# START OF PROVIDED ENTRIES

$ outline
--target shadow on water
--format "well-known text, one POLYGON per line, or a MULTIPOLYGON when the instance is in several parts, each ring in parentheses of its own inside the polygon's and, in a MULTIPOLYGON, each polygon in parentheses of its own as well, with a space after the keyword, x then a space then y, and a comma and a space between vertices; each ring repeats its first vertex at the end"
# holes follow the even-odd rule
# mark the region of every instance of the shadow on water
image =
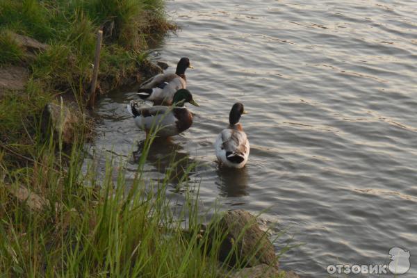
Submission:
MULTIPOLYGON (((145 140, 138 143, 138 149, 133 152, 133 161, 140 159, 145 140)), ((194 161, 183 147, 176 143, 170 138, 156 138, 149 147, 147 163, 162 174, 164 179, 177 188, 180 182, 187 183, 190 180, 188 172, 194 161)))
POLYGON ((248 195, 249 174, 246 167, 241 169, 219 167, 217 174, 218 178, 215 184, 220 190, 220 196, 236 197, 248 195))

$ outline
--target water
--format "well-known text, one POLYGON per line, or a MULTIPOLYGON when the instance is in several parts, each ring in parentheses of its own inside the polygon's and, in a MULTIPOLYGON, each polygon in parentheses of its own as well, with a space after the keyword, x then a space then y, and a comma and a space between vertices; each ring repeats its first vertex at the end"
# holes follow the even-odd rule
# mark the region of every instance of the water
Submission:
MULTIPOLYGON (((154 54, 170 70, 190 57, 188 88, 201 107, 190 107, 190 129, 155 144, 147 174, 163 177, 172 150, 205 164, 190 177, 201 181, 204 205, 266 209, 265 219, 304 243, 281 260, 302 277, 326 277, 329 264, 386 263, 398 246, 411 252, 404 277, 415 277, 417 5, 310 3, 167 2, 182 30, 154 54), (240 122, 250 160, 241 171, 219 170, 213 144, 238 101, 249 111, 240 122)), ((137 149, 144 134, 125 110, 135 98, 101 99, 97 150, 125 156, 137 149)))

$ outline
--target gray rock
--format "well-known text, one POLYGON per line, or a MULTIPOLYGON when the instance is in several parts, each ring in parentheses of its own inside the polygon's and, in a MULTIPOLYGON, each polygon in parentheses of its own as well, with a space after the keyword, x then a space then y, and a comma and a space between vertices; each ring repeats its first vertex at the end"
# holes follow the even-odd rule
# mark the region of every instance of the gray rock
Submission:
POLYGON ((15 33, 11 33, 10 35, 12 35, 12 38, 15 39, 17 44, 21 47, 24 47, 28 51, 44 51, 48 49, 48 44, 39 42, 32 38, 16 34, 15 33))
POLYGON ((236 265, 237 261, 252 267, 261 263, 278 268, 278 261, 274 247, 268 238, 268 234, 261 230, 256 218, 243 210, 228 211, 221 218, 219 227, 220 234, 226 235, 219 254, 222 261, 227 259, 229 264, 236 265))
POLYGON ((73 111, 64 105, 49 103, 44 108, 42 130, 45 133, 48 126, 51 126, 56 139, 60 136, 64 144, 70 145, 74 139, 77 126, 81 124, 83 119, 81 112, 73 111))

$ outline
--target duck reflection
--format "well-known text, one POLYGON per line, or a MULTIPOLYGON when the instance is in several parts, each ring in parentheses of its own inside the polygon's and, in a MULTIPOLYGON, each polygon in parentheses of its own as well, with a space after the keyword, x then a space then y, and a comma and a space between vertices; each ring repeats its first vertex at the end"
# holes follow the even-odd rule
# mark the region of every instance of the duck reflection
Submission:
POLYGON ((222 197, 241 197, 247 195, 247 169, 220 167, 217 170, 218 176, 215 183, 220 190, 222 197))
MULTIPOLYGON (((138 143, 138 150, 133 152, 133 161, 139 162, 145 140, 138 143)), ((152 165, 164 177, 167 183, 177 188, 180 183, 187 183, 190 177, 184 177, 187 170, 193 164, 183 148, 170 138, 156 138, 149 147, 146 163, 152 165)))

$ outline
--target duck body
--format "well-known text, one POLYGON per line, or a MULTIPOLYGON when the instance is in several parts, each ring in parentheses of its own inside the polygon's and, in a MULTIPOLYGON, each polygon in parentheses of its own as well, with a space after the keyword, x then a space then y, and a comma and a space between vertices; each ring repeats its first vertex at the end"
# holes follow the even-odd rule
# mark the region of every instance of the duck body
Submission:
POLYGON ((250 146, 242 125, 238 122, 243 106, 237 103, 230 112, 230 124, 218 136, 214 147, 218 161, 233 168, 241 168, 247 162, 250 146))
POLYGON ((186 70, 193 67, 188 58, 181 58, 175 73, 156 75, 140 85, 138 95, 142 99, 152 101, 154 105, 171 106, 174 95, 180 89, 187 88, 186 70))
POLYGON ((250 146, 246 133, 241 126, 224 129, 218 136, 215 142, 215 156, 225 166, 241 168, 247 162, 250 146))
MULTIPOLYGON (((174 95, 174 99, 178 92, 182 91, 188 92, 185 89, 178 90, 174 95)), ((183 99, 180 101, 178 106, 140 106, 138 102, 131 101, 127 106, 127 111, 133 117, 136 126, 147 134, 152 129, 157 129, 157 136, 174 136, 188 129, 193 124, 193 114, 183 106, 183 99)), ((197 104, 192 98, 187 102, 197 104)))

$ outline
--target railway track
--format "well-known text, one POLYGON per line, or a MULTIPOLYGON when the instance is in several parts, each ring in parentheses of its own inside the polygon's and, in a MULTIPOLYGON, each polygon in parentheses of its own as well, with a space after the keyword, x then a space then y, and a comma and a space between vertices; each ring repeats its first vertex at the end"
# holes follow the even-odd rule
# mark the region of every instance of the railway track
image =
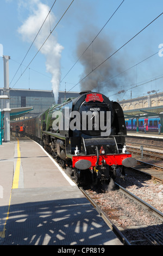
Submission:
MULTIPOLYGON (((136 147, 136 146, 135 146, 136 147)), ((150 175, 153 179, 163 183, 163 153, 162 150, 156 152, 155 148, 143 151, 143 154, 140 148, 127 147, 128 150, 132 153, 134 157, 137 159, 137 164, 134 168, 131 168, 142 172, 150 175), (137 157, 136 157, 137 155, 137 157), (137 157, 141 155, 141 157, 137 157), (154 160, 152 160, 154 159, 154 160), (154 162, 153 164, 151 162, 154 162), (158 164, 156 164, 158 163, 158 164)))
POLYGON ((163 214, 115 184, 105 193, 83 192, 124 245, 163 245, 163 214))
POLYGON ((154 150, 153 151, 151 151, 143 149, 143 151, 142 152, 140 148, 139 149, 135 147, 133 148, 129 146, 127 147, 127 149, 129 152, 134 154, 134 155, 138 155, 147 158, 153 158, 156 160, 163 160, 163 153, 161 152, 156 152, 154 150))
POLYGON ((105 193, 79 188, 123 244, 163 245, 162 212, 146 200, 117 183, 105 193))

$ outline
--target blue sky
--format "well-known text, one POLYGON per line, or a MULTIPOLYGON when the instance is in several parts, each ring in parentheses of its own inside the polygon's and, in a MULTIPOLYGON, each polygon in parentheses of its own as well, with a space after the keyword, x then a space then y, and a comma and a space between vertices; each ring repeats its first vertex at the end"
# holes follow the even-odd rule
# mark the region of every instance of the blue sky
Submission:
POLYGON ((89 89, 111 100, 130 99, 131 92, 133 98, 152 90, 163 92, 163 51, 156 53, 163 49, 163 45, 159 48, 163 44, 163 15, 110 57, 161 14, 162 0, 125 0, 106 24, 122 0, 74 0, 55 28, 72 2, 57 0, 22 63, 54 2, 1 1, 0 44, 3 55, 11 58, 10 88, 53 90, 56 98, 65 87, 89 89))

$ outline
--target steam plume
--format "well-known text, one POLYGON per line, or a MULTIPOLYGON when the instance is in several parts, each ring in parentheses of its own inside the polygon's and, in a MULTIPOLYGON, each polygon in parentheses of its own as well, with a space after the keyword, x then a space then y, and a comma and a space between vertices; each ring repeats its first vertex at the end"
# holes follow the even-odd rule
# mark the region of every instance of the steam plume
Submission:
MULTIPOLYGON (((27 6, 30 8, 32 14, 18 28, 18 31, 22 35, 24 40, 32 42, 49 13, 50 8, 42 4, 40 0, 28 0, 27 6)), ((50 33, 49 20, 52 25, 55 23, 55 16, 51 12, 49 17, 46 19, 34 41, 37 50, 40 49, 50 33)), ((58 102, 61 77, 61 53, 63 49, 63 46, 57 42, 57 39, 52 34, 41 49, 41 52, 46 57, 46 70, 52 74, 52 87, 55 103, 58 102)))

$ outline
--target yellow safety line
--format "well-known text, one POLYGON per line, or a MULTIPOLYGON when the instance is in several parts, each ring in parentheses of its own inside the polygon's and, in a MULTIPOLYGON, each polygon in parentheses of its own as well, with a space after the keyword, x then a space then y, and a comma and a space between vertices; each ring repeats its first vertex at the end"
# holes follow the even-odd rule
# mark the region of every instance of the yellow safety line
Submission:
POLYGON ((12 184, 12 188, 18 188, 18 180, 20 176, 20 168, 21 164, 21 154, 20 151, 20 146, 19 146, 19 140, 17 138, 17 160, 16 162, 16 166, 15 170, 15 174, 14 177, 13 184, 12 184))
POLYGON ((14 180, 13 180, 13 182, 12 182, 12 186, 11 191, 11 193, 10 193, 10 200, 9 200, 8 210, 8 212, 7 212, 7 216, 5 222, 5 223, 4 223, 3 230, 3 231, 0 231, 0 237, 2 237, 2 238, 4 238, 5 237, 5 231, 6 230, 5 225, 6 225, 6 223, 7 223, 7 221, 9 218, 9 210, 10 210, 10 202, 11 202, 11 198, 12 189, 12 188, 18 188, 18 185, 19 175, 20 175, 20 163, 21 163, 21 154, 20 154, 20 151, 19 140, 17 138, 17 138, 17 162, 16 162, 16 169, 15 169, 15 171, 14 180))

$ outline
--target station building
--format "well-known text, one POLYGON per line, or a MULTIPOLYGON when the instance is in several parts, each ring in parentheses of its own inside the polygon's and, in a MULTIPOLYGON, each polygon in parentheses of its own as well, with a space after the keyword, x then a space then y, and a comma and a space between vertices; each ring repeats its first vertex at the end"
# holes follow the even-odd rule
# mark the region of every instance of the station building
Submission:
POLYGON ((152 94, 151 93, 151 92, 149 92, 148 95, 123 100, 118 103, 121 105, 123 111, 162 106, 163 92, 152 94))
MULTIPOLYGON (((3 88, 0 88, 0 95, 3 94, 3 88)), ((58 103, 61 103, 68 97, 79 96, 75 92, 60 91, 58 103)), ((28 114, 28 117, 36 115, 43 112, 55 104, 54 95, 52 90, 32 90, 23 89, 10 89, 9 90, 10 108, 33 107, 33 110, 28 114)), ((4 108, 3 100, 0 101, 0 109, 4 108)))

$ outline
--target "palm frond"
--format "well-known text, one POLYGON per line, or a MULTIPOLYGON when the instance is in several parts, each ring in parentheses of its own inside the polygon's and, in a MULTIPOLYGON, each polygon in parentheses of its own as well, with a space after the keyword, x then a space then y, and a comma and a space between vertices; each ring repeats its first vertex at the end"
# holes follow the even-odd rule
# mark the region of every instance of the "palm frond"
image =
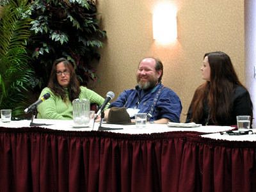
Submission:
POLYGON ((31 20, 24 14, 28 8, 27 0, 10 0, 0 19, 0 108, 12 109, 13 114, 24 108, 21 104, 33 75, 26 48, 31 35, 31 20))

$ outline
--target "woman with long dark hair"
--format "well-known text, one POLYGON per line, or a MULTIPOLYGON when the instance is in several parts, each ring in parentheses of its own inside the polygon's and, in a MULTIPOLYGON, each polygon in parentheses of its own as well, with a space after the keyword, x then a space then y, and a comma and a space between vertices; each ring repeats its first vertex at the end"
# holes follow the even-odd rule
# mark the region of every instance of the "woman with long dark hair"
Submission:
POLYGON ((250 93, 241 83, 230 57, 221 51, 206 53, 201 68, 205 83, 195 91, 186 122, 236 125, 237 115, 250 115, 250 93))
POLYGON ((37 118, 70 120, 74 99, 87 99, 99 106, 104 101, 97 93, 79 86, 72 63, 63 58, 54 62, 48 86, 43 89, 39 98, 46 93, 51 97, 38 105, 37 118))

# END OF PROVIDED ENTRIES

▶ _TASK_
Copy out the records word for word, starting at the beginning and going on through the line that contains "MULTIPOLYGON (((154 54, 170", with that line included. Leave the pictures out of your answer.

▶ _RESULT OF THIS EXERCISE_
$ outline
--target shadow on water
--format "well-known text, one POLYGON per line, or a MULTIPOLYGON when the instance is in several parts, each ring in parentheses of its own inside the polygon's and, in a MULTIPOLYGON, each polygon in parentheses of its own as well, with a space after the keyword, x then a space then y, and a comma and a space between vertices; each ring repeats its first vertex at the end"
# holes follow the even-odd rule
# mark the region of every instance of the shadow on water
image =
Submission:
MULTIPOLYGON (((145 140, 138 143, 138 149, 133 152, 133 161, 140 159, 145 140)), ((194 161, 183 147, 176 143, 170 138, 156 138, 149 147, 147 163, 162 174, 164 179, 177 188, 180 182, 187 183, 190 180, 188 172, 194 161)))
POLYGON ((248 195, 249 174, 246 167, 241 169, 219 167, 217 174, 218 178, 215 184, 220 190, 220 196, 236 197, 248 195))

$ outline
--target water
--format "well-known text, one POLYGON per line, or a MULTIPOLYGON when the instance is in several parts, each ring in parentheses of its own inside the polygon's and, in a MULTIPOLYGON, each polygon in parentheses of its own as well, with a space after the keyword, x then a space then y, and a comma and a space between vertices; each ring repeats its first vertex at the end"
# holes follow the even-odd rule
# mark the region of every instance of the water
Submission:
MULTIPOLYGON (((154 54, 170 70, 190 57, 188 88, 201 107, 190 107, 190 129, 155 144, 147 174, 163 177, 172 150, 205 164, 190 177, 201 181, 204 205, 266 209, 265 219, 304 243, 281 260, 302 277, 326 277, 329 264, 386 263, 398 246, 411 252, 404 277, 415 277, 417 5, 310 3, 167 2, 182 30, 154 54), (240 122, 250 160, 241 171, 219 170, 213 144, 238 101, 249 111, 240 122)), ((137 149, 144 134, 125 110, 135 98, 101 99, 97 150, 125 156, 137 149)))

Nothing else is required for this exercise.